§ **What the exercise asks**
Below are the records; copy exactly the stretch from the line containing "--target=sunlit face" through the line containing "--target=holly bush", both ends included, and nothing else.

§ **Data listing**
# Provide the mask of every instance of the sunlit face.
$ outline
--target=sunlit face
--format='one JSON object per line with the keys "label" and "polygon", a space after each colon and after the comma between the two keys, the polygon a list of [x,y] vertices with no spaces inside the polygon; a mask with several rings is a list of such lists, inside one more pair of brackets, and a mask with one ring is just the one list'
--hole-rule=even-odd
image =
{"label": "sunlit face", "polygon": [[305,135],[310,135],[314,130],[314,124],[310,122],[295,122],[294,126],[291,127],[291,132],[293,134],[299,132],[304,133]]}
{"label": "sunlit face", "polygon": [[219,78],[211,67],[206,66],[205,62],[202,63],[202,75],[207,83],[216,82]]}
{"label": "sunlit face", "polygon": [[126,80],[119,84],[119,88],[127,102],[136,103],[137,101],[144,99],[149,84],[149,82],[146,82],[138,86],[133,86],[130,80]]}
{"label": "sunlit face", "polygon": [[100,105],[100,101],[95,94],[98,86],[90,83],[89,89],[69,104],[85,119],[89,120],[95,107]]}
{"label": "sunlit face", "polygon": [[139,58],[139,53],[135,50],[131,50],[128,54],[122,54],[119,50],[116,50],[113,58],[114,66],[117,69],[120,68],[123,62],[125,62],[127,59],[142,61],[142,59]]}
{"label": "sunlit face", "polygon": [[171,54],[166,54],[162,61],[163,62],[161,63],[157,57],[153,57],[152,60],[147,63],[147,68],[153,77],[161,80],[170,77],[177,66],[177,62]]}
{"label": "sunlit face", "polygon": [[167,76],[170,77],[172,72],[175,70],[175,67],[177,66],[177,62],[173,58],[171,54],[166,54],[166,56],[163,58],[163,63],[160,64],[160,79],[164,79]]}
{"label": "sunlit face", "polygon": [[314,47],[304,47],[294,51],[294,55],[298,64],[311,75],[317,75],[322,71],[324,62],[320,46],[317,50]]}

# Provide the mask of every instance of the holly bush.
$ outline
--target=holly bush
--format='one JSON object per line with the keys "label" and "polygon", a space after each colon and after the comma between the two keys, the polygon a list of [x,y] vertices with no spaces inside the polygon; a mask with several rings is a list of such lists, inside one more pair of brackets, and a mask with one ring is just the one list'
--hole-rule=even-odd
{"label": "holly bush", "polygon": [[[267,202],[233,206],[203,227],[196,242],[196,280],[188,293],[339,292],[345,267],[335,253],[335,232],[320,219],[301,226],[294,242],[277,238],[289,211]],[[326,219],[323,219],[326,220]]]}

--

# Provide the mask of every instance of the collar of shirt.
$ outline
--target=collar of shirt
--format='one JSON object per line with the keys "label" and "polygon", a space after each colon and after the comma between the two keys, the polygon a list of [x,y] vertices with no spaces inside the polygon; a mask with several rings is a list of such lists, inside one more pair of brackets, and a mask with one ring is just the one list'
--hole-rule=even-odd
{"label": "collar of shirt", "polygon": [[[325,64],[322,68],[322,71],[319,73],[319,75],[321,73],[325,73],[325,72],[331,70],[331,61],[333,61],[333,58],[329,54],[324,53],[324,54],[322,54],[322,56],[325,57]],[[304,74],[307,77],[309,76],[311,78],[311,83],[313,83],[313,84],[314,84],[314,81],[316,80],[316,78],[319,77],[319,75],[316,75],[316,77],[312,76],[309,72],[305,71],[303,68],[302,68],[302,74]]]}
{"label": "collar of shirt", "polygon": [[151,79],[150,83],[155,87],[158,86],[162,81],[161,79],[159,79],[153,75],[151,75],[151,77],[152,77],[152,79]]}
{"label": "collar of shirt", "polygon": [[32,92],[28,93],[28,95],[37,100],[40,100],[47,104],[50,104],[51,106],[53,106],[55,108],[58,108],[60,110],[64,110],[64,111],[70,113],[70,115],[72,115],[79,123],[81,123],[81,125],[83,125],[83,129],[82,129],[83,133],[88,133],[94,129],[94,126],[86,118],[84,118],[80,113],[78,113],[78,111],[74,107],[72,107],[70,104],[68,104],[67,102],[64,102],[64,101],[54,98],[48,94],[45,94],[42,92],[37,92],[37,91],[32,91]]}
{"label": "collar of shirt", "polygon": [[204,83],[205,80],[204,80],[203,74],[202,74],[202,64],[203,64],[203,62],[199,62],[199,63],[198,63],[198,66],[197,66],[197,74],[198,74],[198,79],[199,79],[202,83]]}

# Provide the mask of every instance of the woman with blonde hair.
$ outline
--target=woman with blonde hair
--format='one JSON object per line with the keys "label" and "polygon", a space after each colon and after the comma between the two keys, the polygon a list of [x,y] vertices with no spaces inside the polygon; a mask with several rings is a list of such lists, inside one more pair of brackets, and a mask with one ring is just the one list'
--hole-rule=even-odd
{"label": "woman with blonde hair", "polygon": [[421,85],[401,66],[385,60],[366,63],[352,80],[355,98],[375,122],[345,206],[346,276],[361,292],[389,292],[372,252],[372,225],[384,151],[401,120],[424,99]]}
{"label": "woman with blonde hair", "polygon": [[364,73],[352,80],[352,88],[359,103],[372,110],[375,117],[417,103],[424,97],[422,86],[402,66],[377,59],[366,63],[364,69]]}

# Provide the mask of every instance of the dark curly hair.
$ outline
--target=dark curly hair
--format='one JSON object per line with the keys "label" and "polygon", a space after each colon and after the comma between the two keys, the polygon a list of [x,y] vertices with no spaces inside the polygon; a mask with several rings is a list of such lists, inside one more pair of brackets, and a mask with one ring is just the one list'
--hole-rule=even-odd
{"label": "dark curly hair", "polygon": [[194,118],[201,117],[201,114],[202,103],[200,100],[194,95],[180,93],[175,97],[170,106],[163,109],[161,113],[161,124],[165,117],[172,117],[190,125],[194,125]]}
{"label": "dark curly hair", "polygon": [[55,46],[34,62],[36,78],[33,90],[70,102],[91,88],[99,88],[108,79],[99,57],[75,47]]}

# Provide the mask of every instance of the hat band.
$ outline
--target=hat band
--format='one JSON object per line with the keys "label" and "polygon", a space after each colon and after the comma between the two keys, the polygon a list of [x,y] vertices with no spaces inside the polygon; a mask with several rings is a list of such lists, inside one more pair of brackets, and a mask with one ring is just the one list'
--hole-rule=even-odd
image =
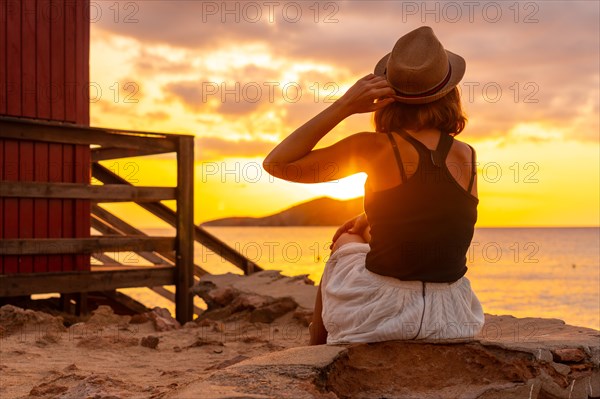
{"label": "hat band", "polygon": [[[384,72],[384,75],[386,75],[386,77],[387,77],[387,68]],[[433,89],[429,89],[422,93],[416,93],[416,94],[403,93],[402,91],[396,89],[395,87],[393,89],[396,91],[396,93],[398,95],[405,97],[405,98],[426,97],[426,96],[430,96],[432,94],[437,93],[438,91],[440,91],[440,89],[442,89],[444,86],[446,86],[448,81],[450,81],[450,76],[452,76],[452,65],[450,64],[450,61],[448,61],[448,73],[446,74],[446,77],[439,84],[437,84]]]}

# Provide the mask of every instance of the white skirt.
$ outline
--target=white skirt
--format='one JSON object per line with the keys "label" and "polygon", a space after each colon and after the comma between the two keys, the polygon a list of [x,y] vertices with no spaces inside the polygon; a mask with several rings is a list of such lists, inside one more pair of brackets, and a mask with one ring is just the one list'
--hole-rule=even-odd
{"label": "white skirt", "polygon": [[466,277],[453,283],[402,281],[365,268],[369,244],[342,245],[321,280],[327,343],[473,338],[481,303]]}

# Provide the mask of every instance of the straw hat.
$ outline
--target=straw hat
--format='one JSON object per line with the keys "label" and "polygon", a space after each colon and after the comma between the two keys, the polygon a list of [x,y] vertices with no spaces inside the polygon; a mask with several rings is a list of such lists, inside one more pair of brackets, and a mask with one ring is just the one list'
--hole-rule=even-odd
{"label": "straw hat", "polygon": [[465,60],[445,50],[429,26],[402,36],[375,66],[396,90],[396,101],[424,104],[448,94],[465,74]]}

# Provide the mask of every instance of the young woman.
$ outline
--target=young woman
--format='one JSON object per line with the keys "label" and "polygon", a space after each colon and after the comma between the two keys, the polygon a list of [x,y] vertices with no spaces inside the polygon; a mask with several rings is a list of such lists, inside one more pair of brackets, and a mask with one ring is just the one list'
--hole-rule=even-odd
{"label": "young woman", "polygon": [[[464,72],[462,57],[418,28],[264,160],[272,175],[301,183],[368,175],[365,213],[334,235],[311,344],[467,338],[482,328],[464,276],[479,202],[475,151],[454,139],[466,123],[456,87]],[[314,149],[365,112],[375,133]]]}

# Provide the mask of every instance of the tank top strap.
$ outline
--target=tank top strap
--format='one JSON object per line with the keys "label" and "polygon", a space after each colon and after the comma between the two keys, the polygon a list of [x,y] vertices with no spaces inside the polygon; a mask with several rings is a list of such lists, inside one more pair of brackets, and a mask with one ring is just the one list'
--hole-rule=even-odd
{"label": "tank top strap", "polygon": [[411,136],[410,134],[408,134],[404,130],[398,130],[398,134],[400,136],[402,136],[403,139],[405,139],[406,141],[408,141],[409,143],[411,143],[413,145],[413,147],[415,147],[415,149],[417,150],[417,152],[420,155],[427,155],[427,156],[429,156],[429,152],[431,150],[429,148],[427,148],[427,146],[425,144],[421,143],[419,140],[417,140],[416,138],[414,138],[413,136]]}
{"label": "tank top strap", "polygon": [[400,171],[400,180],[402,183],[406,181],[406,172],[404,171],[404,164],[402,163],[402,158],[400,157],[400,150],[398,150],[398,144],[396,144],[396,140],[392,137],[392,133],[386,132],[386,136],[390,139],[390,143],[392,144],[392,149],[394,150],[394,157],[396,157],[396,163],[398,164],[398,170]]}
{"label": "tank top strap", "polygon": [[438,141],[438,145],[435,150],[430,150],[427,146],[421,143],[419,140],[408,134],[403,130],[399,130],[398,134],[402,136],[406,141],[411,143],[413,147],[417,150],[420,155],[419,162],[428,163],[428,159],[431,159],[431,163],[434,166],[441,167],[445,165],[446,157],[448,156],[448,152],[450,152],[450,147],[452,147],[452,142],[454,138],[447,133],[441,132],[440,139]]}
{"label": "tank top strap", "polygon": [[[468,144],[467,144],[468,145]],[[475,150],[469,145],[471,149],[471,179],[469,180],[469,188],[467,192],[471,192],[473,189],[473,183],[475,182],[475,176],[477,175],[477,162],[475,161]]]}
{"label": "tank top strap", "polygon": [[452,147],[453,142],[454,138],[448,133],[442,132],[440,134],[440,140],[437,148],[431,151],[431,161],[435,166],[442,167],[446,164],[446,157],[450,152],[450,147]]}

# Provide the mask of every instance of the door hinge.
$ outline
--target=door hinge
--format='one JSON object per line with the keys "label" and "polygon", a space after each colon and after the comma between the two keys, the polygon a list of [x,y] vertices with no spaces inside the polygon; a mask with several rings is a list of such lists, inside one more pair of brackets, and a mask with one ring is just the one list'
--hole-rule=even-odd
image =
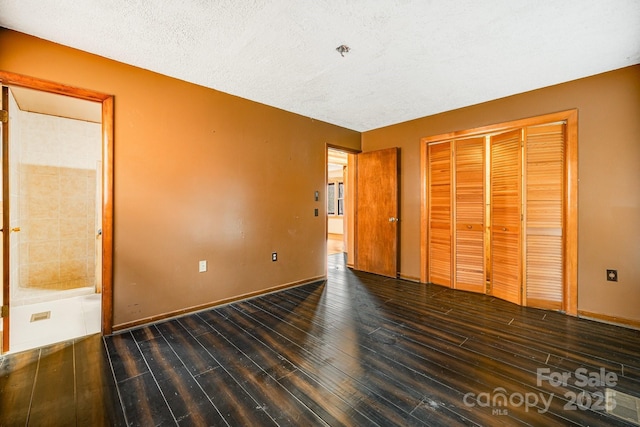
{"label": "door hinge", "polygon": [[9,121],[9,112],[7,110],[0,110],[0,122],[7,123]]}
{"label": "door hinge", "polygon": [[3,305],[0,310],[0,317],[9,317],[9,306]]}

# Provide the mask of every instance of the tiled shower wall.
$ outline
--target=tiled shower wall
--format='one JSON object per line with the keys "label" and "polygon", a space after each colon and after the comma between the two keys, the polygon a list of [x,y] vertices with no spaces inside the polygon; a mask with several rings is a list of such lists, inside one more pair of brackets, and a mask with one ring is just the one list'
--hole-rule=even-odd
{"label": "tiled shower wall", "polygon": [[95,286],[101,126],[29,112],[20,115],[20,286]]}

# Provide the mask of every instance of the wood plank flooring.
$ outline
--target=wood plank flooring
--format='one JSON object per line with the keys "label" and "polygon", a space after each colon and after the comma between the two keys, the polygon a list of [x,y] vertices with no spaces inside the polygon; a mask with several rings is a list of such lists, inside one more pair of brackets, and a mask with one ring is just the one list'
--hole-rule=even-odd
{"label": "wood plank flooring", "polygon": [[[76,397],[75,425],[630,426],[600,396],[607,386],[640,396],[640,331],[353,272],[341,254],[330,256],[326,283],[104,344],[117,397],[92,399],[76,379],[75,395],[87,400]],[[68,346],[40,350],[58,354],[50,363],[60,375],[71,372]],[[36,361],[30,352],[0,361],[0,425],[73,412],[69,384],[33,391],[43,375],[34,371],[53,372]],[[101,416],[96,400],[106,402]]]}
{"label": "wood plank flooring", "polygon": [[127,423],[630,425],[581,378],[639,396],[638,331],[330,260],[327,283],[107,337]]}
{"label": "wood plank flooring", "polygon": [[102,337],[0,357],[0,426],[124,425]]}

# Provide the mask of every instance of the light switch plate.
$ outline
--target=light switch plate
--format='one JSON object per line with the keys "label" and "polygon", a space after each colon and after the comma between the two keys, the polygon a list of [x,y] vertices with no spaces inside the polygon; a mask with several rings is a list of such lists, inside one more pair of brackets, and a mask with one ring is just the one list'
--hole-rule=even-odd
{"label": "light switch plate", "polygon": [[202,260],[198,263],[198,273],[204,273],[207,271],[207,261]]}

* * *

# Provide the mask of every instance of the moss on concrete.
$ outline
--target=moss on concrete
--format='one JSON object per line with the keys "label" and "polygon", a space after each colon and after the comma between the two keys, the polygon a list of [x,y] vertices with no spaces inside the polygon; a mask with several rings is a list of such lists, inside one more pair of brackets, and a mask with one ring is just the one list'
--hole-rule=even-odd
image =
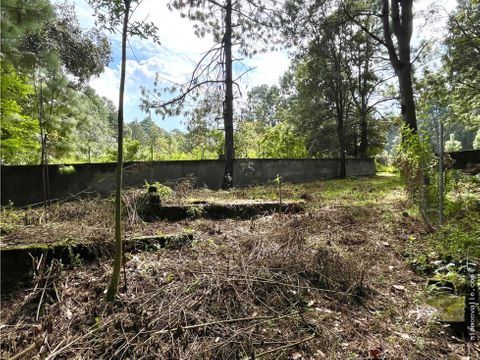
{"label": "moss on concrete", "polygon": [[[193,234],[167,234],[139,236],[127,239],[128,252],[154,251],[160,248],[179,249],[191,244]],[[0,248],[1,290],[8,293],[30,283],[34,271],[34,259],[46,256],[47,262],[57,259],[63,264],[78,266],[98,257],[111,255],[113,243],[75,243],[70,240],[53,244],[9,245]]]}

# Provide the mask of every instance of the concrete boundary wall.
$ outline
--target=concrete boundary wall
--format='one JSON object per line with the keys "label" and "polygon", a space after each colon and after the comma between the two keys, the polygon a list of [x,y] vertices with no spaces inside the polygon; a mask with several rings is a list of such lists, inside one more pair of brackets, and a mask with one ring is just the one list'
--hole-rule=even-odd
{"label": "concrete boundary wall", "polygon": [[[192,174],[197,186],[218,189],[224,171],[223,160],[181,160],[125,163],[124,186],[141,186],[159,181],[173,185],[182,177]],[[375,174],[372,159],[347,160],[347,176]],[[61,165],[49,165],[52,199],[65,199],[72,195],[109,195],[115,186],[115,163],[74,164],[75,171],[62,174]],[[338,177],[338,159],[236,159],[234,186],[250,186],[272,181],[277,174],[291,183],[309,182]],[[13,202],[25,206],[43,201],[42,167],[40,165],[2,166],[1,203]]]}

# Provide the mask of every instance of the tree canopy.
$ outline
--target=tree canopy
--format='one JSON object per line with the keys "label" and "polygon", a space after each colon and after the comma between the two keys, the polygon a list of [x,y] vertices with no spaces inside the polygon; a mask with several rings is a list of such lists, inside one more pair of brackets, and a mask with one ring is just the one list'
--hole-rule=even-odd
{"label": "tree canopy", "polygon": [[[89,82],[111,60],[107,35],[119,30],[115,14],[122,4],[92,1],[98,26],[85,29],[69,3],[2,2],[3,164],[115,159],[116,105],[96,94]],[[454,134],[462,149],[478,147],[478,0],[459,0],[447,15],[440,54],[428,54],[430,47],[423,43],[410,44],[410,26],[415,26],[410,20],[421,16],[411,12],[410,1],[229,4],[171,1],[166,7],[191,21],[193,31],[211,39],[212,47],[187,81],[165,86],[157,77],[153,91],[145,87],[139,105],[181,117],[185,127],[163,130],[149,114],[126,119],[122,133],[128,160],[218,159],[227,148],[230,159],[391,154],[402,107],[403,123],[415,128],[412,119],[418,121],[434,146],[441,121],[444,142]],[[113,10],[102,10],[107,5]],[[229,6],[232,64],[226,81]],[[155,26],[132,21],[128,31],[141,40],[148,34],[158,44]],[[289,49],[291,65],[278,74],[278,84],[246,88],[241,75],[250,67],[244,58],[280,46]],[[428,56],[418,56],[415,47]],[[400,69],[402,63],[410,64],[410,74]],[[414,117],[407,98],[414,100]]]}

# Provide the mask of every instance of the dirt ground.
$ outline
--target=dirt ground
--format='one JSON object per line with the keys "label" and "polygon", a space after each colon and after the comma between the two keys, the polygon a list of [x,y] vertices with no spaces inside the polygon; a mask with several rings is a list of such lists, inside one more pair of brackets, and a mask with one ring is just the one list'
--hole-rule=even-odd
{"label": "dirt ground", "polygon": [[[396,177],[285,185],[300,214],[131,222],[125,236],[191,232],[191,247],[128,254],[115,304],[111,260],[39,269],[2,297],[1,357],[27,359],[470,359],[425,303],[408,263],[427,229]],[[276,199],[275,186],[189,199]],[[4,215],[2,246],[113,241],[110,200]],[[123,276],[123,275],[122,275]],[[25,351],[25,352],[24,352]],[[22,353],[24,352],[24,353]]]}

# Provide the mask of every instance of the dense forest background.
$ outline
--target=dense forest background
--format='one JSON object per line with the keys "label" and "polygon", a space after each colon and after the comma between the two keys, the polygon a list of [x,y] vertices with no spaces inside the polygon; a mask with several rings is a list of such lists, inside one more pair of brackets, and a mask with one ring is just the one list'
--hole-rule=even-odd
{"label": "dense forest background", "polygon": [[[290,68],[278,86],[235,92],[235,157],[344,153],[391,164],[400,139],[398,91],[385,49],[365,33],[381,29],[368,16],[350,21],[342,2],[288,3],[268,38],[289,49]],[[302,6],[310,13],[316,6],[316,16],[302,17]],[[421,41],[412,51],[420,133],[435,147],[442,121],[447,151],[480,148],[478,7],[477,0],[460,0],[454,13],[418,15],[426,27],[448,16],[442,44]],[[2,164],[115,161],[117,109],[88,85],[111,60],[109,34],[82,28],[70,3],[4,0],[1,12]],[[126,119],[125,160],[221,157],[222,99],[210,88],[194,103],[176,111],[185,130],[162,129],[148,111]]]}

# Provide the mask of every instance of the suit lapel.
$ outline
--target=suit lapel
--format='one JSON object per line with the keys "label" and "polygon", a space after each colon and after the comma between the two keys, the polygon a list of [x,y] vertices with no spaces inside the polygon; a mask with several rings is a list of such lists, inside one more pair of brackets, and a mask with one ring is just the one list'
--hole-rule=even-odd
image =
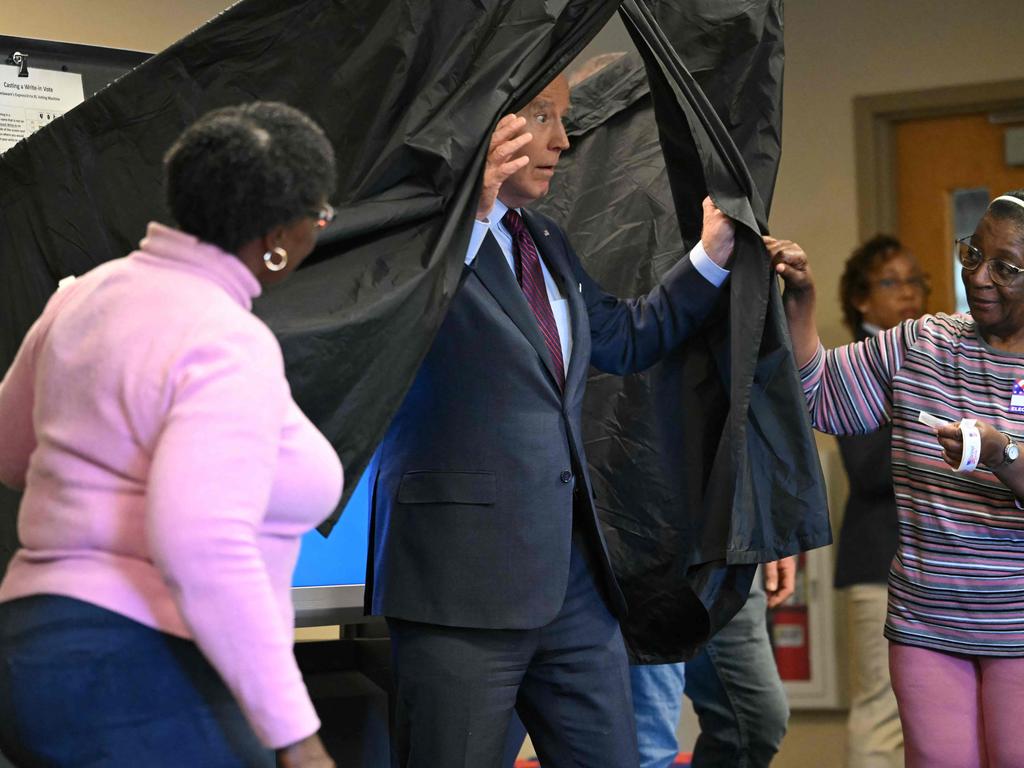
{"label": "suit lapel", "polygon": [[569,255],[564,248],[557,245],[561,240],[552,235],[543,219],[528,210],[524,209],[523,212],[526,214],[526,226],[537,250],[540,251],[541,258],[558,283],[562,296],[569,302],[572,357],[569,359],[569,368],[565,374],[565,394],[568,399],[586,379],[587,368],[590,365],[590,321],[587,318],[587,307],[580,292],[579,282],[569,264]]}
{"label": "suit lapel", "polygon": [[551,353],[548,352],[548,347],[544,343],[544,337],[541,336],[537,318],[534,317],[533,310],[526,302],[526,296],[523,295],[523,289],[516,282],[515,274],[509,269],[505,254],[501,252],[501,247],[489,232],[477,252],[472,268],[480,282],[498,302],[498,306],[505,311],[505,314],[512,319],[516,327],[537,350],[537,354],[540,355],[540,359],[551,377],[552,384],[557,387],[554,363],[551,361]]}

§ **Completed task**
--target=sunlit face
--format='one JSON object per line with the keys "label" and "polygon", a space after each colon and after the comma between the two keys, the polygon a list of [x,y] vertices with no spaces inside the polygon; a mask with several rings is a list of such lists, inside one more pair of brackets, and a mask with one ring is just the one list'
--hole-rule=even-odd
image =
{"label": "sunlit face", "polygon": [[305,135],[310,135],[314,130],[314,124],[310,122],[295,122],[294,126],[291,127],[291,132],[293,134],[299,132],[304,133]]}
{"label": "sunlit face", "polygon": [[219,78],[211,67],[206,66],[205,62],[202,63],[202,75],[207,83],[216,82]]}
{"label": "sunlit face", "polygon": [[126,80],[119,84],[119,88],[127,102],[136,103],[137,101],[144,99],[149,84],[149,82],[146,82],[138,86],[133,86],[130,80]]}
{"label": "sunlit face", "polygon": [[100,105],[100,101],[95,94],[98,86],[90,83],[89,89],[69,104],[85,119],[89,120],[95,107]]}
{"label": "sunlit face", "polygon": [[139,58],[139,53],[135,50],[131,50],[128,54],[122,54],[119,50],[116,50],[113,58],[114,66],[117,69],[120,68],[123,62],[125,62],[127,59],[142,61],[142,59]]}
{"label": "sunlit face", "polygon": [[171,54],[166,54],[162,61],[163,62],[161,63],[157,57],[153,57],[152,60],[147,63],[147,68],[153,77],[161,80],[170,77],[177,66],[177,62]]}
{"label": "sunlit face", "polygon": [[167,76],[170,77],[172,72],[175,70],[175,67],[177,66],[177,62],[173,58],[171,54],[166,54],[166,56],[163,58],[163,63],[160,64],[160,79],[164,79]]}
{"label": "sunlit face", "polygon": [[314,47],[304,47],[294,51],[294,55],[298,64],[311,75],[317,75],[322,71],[324,62],[320,46],[317,50]]}

# Provide the mask of every instance of the holly bush.
$ outline
--target=holly bush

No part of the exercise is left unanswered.